*** Opening Dataset excerpts ***
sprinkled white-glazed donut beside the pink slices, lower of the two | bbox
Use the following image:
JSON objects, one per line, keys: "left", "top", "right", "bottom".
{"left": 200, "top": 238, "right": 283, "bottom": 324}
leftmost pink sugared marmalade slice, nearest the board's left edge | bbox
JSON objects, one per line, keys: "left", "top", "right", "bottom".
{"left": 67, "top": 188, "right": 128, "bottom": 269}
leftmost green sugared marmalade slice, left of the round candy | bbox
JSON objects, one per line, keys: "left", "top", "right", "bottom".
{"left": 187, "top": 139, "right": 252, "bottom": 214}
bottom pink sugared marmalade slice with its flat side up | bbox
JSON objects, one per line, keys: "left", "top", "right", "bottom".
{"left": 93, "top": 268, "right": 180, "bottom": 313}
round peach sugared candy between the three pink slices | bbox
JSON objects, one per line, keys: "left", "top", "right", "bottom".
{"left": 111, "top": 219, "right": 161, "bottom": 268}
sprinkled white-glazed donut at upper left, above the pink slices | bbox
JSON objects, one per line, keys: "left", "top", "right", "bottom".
*** Closing Dataset excerpts ***
Assignment: Each entry above is to be returned exactly as given.

Exercise solution:
sprinkled white-glazed donut beside the pink slices, lower of the two | bbox
Use the following image:
JSON objects, one per line, keys: "left", "top", "right", "bottom".
{"left": 200, "top": 238, "right": 283, "bottom": 324}
leftmost pink sugared marmalade slice, nearest the board's left edge | bbox
JSON objects, one per line, keys: "left", "top", "right", "bottom".
{"left": 67, "top": 188, "right": 128, "bottom": 269}
leftmost green sugared marmalade slice, left of the round candy | bbox
JSON objects, one per line, keys: "left", "top", "right", "bottom".
{"left": 187, "top": 139, "right": 252, "bottom": 214}
bottom pink sugared marmalade slice with its flat side up | bbox
JSON objects, one per line, keys: "left", "top", "right", "bottom".
{"left": 93, "top": 268, "right": 180, "bottom": 313}
round peach sugared candy between the three pink slices | bbox
JSON objects, one per line, keys: "left", "top", "right", "bottom".
{"left": 111, "top": 219, "right": 161, "bottom": 268}
sprinkled white-glazed donut at upper left, above the pink slices | bbox
JSON objects, one per line, keys: "left", "top", "right", "bottom".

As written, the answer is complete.